* CONJUNTO DE TAREAS
(1) Copia el fragmento del texto sobre la Magna Grecia desde "Un viaje por" hasta "VIII a. C.?" y cambia "navegantes" por "marineros".
(2) Prosigue el texto sobre la Magna Grecia a partir de su última oración.

El sur de Italia y las costas este y sur de Sicilia constituyen un extenso territorio repleto de ciudades portuarias que conformaron lo que conocemos bajo el nombre de Magna Grecia. En cuanto a los restos arqueológicos, hay una diferencia notable entre el sur de Italia y Sicilia. Mientras que en esta última sobreviven un número importante de templos, teatros y otras construcciones —hasta el punto de que su “greicidad” compite con la de la propia península griega—, en el sur de Italia apenas se conservan escasas construcciones: los sorprendentes templos de Paestum, la columna solitaria de Capo Colonna, los restos del templo de Hera en Metaponto, las dos columnas dóricas del templo de Poseidón en Tarento… y poco más.
Un viaje por la Magna Grecia supone adentrarse en un territorio desconocido y, a menudo, estereotipado de la Grecia arcaica. Una imprecisión que conviene resolver es la costumbre de generalizar como “griegos” a los colonos que llegaron a Italia a partir del siglo VIII a. C. El concepto de “griegos” no existía entonces. Si acaso, llegaron navegantes que pertenecían a diferentes territorios y que tenían en común entenderse porque hablaban la lengua griega: eubeos, aqueos del Peloponeso, foceos de Jonia, marinos de la isla de Samos… ¿Quiénes llegaron primero? ¿Hubo asentamientos griegos en Italia anteriores al siglo VIII a. C.?

* ÍTEMS PROPORCIONADOS

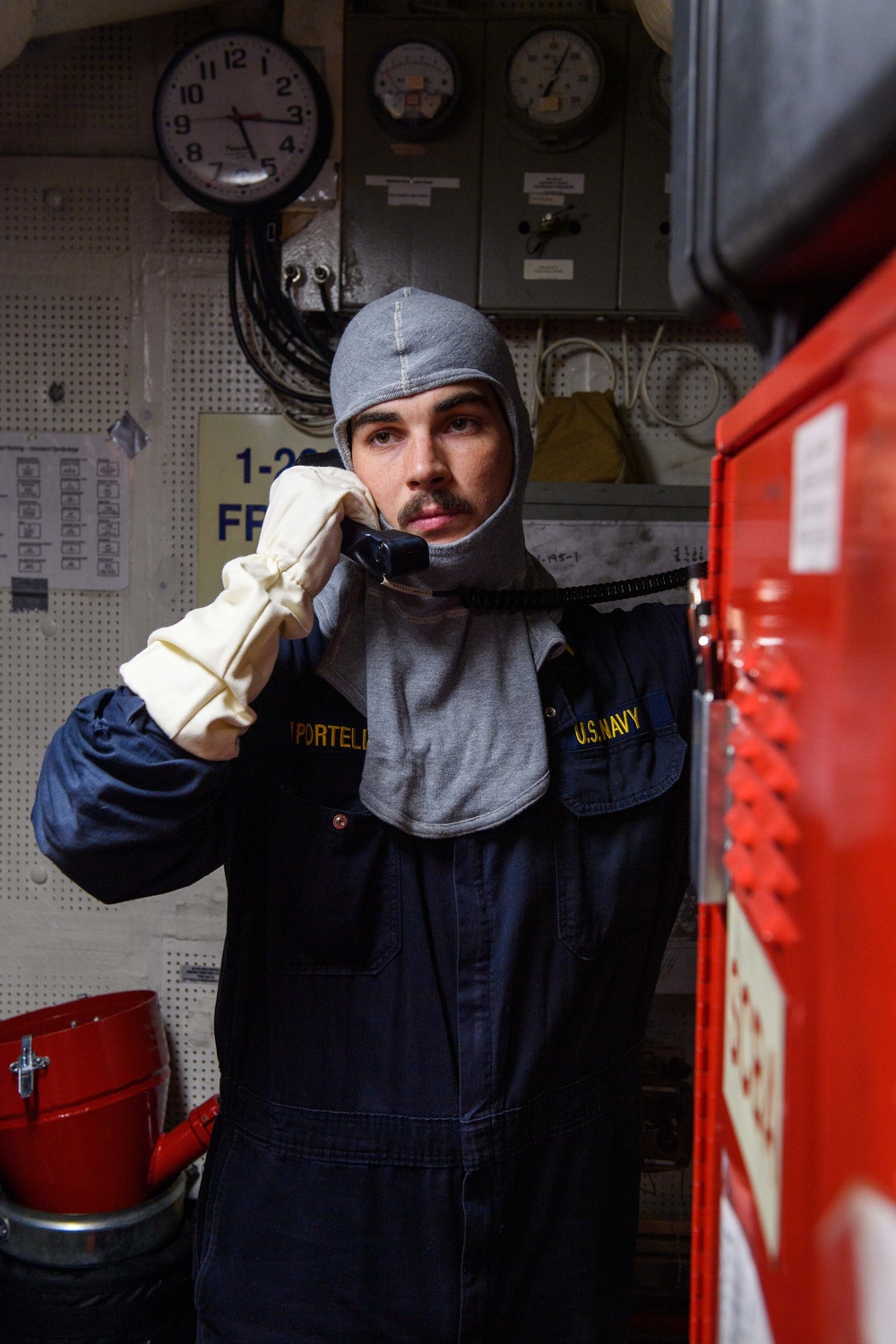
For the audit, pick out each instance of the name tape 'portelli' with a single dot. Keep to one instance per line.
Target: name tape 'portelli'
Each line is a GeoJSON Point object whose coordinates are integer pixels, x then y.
{"type": "Point", "coordinates": [331, 736]}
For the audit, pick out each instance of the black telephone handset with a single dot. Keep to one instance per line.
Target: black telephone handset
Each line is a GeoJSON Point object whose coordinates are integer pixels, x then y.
{"type": "Point", "coordinates": [390, 556]}
{"type": "Point", "coordinates": [386, 556]}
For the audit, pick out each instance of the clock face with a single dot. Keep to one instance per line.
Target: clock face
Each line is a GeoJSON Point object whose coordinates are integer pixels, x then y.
{"type": "Point", "coordinates": [555, 78]}
{"type": "Point", "coordinates": [242, 121]}
{"type": "Point", "coordinates": [416, 89]}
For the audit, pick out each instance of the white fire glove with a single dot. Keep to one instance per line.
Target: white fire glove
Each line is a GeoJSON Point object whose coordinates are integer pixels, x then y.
{"type": "Point", "coordinates": [199, 676]}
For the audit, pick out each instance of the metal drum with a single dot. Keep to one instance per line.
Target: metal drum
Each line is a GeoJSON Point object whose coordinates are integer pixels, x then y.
{"type": "Point", "coordinates": [82, 1102]}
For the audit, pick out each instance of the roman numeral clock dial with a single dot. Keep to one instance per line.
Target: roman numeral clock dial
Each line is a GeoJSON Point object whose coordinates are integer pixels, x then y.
{"type": "Point", "coordinates": [242, 123]}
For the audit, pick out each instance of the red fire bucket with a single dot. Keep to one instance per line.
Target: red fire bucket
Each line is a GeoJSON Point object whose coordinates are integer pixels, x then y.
{"type": "Point", "coordinates": [82, 1102]}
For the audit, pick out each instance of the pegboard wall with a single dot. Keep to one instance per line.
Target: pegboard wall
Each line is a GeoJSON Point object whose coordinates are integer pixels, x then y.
{"type": "Point", "coordinates": [123, 304]}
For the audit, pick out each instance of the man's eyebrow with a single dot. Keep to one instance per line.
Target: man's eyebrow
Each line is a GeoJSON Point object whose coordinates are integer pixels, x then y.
{"type": "Point", "coordinates": [462, 400]}
{"type": "Point", "coordinates": [375, 418]}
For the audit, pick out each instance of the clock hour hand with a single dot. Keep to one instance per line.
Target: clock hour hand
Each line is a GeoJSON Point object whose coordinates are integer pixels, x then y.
{"type": "Point", "coordinates": [242, 131]}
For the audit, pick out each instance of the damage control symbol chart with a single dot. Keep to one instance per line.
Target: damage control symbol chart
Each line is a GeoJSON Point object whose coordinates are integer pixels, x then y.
{"type": "Point", "coordinates": [64, 511]}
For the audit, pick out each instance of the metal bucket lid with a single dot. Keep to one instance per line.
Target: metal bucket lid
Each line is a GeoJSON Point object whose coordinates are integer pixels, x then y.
{"type": "Point", "coordinates": [81, 1241]}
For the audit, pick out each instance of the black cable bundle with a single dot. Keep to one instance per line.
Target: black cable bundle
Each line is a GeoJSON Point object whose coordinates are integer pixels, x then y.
{"type": "Point", "coordinates": [548, 599]}
{"type": "Point", "coordinates": [285, 347]}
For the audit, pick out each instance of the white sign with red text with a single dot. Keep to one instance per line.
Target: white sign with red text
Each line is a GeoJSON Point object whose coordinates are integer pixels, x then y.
{"type": "Point", "coordinates": [753, 1080]}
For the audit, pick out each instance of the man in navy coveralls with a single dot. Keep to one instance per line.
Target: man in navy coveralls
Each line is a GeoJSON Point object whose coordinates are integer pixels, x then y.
{"type": "Point", "coordinates": [454, 844]}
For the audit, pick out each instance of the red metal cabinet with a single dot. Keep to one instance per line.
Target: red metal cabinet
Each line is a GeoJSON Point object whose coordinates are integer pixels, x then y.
{"type": "Point", "coordinates": [796, 1089]}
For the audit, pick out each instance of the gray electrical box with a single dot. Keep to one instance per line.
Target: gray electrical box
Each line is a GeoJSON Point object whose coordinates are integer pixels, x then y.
{"type": "Point", "coordinates": [646, 183]}
{"type": "Point", "coordinates": [411, 174]}
{"type": "Point", "coordinates": [549, 239]}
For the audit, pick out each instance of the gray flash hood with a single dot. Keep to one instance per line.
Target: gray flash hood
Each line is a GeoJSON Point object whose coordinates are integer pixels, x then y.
{"type": "Point", "coordinates": [455, 728]}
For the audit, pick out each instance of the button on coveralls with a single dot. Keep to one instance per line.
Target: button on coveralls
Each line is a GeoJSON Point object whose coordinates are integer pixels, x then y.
{"type": "Point", "coordinates": [429, 1048]}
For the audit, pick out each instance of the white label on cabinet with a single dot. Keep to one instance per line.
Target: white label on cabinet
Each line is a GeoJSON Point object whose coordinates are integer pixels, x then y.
{"type": "Point", "coordinates": [565, 183]}
{"type": "Point", "coordinates": [547, 268]}
{"type": "Point", "coordinates": [817, 492]}
{"type": "Point", "coordinates": [743, 1317]}
{"type": "Point", "coordinates": [753, 1077]}
{"type": "Point", "coordinates": [410, 191]}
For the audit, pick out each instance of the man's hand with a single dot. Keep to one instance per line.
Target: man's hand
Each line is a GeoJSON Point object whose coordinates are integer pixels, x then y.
{"type": "Point", "coordinates": [199, 676]}
{"type": "Point", "coordinates": [301, 532]}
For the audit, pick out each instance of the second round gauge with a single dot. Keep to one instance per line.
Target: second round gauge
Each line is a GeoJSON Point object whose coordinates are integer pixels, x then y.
{"type": "Point", "coordinates": [416, 89]}
{"type": "Point", "coordinates": [555, 80]}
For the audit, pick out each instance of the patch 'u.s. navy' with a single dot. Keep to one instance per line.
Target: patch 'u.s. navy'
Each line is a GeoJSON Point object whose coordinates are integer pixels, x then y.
{"type": "Point", "coordinates": [627, 720]}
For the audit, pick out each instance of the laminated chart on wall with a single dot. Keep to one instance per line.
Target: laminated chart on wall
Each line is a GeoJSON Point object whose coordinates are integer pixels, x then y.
{"type": "Point", "coordinates": [603, 550]}
{"type": "Point", "coordinates": [64, 511]}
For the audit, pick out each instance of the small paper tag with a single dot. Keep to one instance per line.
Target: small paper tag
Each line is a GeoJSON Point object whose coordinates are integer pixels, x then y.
{"type": "Point", "coordinates": [565, 183]}
{"type": "Point", "coordinates": [817, 492]}
{"type": "Point", "coordinates": [199, 975]}
{"type": "Point", "coordinates": [547, 268]}
{"type": "Point", "coordinates": [409, 194]}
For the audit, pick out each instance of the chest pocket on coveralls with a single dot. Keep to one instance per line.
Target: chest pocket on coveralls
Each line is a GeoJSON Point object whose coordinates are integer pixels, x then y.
{"type": "Point", "coordinates": [333, 890]}
{"type": "Point", "coordinates": [613, 812]}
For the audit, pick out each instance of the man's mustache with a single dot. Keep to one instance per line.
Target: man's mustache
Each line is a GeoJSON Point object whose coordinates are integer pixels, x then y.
{"type": "Point", "coordinates": [418, 504]}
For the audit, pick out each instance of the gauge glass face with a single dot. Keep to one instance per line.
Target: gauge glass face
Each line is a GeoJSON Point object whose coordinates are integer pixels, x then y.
{"type": "Point", "coordinates": [416, 85]}
{"type": "Point", "coordinates": [237, 118]}
{"type": "Point", "coordinates": [555, 77]}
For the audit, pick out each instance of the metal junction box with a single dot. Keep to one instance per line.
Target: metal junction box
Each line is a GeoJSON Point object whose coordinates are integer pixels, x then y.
{"type": "Point", "coordinates": [646, 182]}
{"type": "Point", "coordinates": [549, 238]}
{"type": "Point", "coordinates": [411, 175]}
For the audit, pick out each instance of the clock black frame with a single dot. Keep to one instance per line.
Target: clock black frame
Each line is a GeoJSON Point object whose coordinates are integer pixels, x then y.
{"type": "Point", "coordinates": [314, 161]}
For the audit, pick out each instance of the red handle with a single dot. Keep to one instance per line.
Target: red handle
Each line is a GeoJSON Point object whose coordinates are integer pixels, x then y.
{"type": "Point", "coordinates": [185, 1144]}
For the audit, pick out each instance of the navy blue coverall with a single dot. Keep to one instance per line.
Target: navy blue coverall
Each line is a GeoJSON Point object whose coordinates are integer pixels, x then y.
{"type": "Point", "coordinates": [429, 1048]}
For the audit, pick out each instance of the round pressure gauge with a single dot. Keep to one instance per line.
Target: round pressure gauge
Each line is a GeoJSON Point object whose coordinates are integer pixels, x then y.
{"type": "Point", "coordinates": [242, 123]}
{"type": "Point", "coordinates": [554, 82]}
{"type": "Point", "coordinates": [416, 89]}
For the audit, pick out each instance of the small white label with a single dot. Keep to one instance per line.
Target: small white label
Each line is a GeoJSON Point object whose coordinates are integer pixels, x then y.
{"type": "Point", "coordinates": [817, 492]}
{"type": "Point", "coordinates": [753, 1080]}
{"type": "Point", "coordinates": [410, 191]}
{"type": "Point", "coordinates": [563, 183]}
{"type": "Point", "coordinates": [547, 268]}
{"type": "Point", "coordinates": [409, 194]}
{"type": "Point", "coordinates": [742, 1306]}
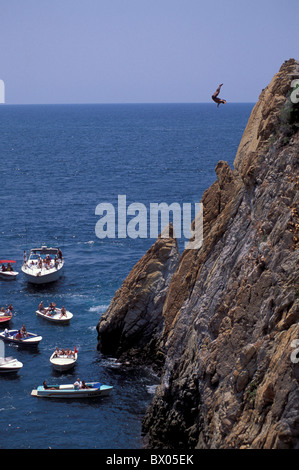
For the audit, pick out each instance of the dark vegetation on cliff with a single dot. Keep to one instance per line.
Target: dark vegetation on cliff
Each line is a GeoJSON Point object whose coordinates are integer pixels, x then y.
{"type": "Point", "coordinates": [221, 322]}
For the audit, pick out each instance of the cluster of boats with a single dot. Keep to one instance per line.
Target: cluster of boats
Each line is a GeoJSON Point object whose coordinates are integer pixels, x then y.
{"type": "Point", "coordinates": [43, 265]}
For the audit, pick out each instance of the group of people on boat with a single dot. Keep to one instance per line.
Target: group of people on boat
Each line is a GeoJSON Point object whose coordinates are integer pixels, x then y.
{"type": "Point", "coordinates": [51, 310]}
{"type": "Point", "coordinates": [6, 311]}
{"type": "Point", "coordinates": [20, 334]}
{"type": "Point", "coordinates": [48, 262]}
{"type": "Point", "coordinates": [78, 385]}
{"type": "Point", "coordinates": [7, 268]}
{"type": "Point", "coordinates": [65, 352]}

* RESPUESTAS DEL EJERCICIO
(1)
Un viaje por la Magna Grecia supone adentrarse en un territorio desconocido y, a menudo, estereotipado de la Grecia arcaica. Una imprecisión que conviene resolver es la costumbre de generalizar como “griegos” a los colonos que llegaron a Italia a partir del siglo VIII a. C. El concepto de “griegos” no existía entonces. Si acaso, llegaron marineros que pertenecían a diferentes territorios y que tenían en común entenderse porque hablaban la lengua griega: eubeos, aqueos del Peloponeso, foceos de Jonia, marinos de la isla de Samos… ¿Quiénes llegaron primero? ¿Hubo asentamientos griegos en Italia anteriores al siglo VIII a. C.?

(2)
Mi formación filosófica hace inevitable que esta guía sea también una búsqueda de los orígenes de la filosofía. El hilo conductor está formado, principalmente, por tres filósofos que, por razones diversas, desarrollaron su pensamiento en la Magna Grecia: Pitágoras en Crotona, Parménides en Elea y Empédocles en Agrigento. De alguna manera, sus enseñanzas fueron determinantes en el desarrollo de la filosofía de Platón.
Los griegos arcaicos vieron donde nosotros ya no vemos casi nada. ¿Qué vieron Pitágoras, Parménides y Empédocles? Cuando recorremos los parques arqueológicos que recogen los restos de sus antiguas ciudades, vale la pena pensar en ellos, en lo que ha aportado su pensamiento a la construcción de nuestra manera de ser. Está entre mis deseos generar una atmósfera adecuada que permita a cualquier viajero —sin que influya su formación filosófica— pasear por el páramo que es hoy Elea, o por las calles de Crotona, entramando el canto de los pájaros, el sonido estridente de las cigarras, el silbido del viento, el ruido de los automóviles por las calles, nuestras propias pisadas, con el pensamiento de los filósofos que recorrieron esos mismos lugares.
Solo de esta manera conseguiremos descubrir que Elea, Crotona o Agrigento —por citar tres de estas ciudades—, con independencia de que estén llenas de turistas, nos hablen en voz baja de su pasado.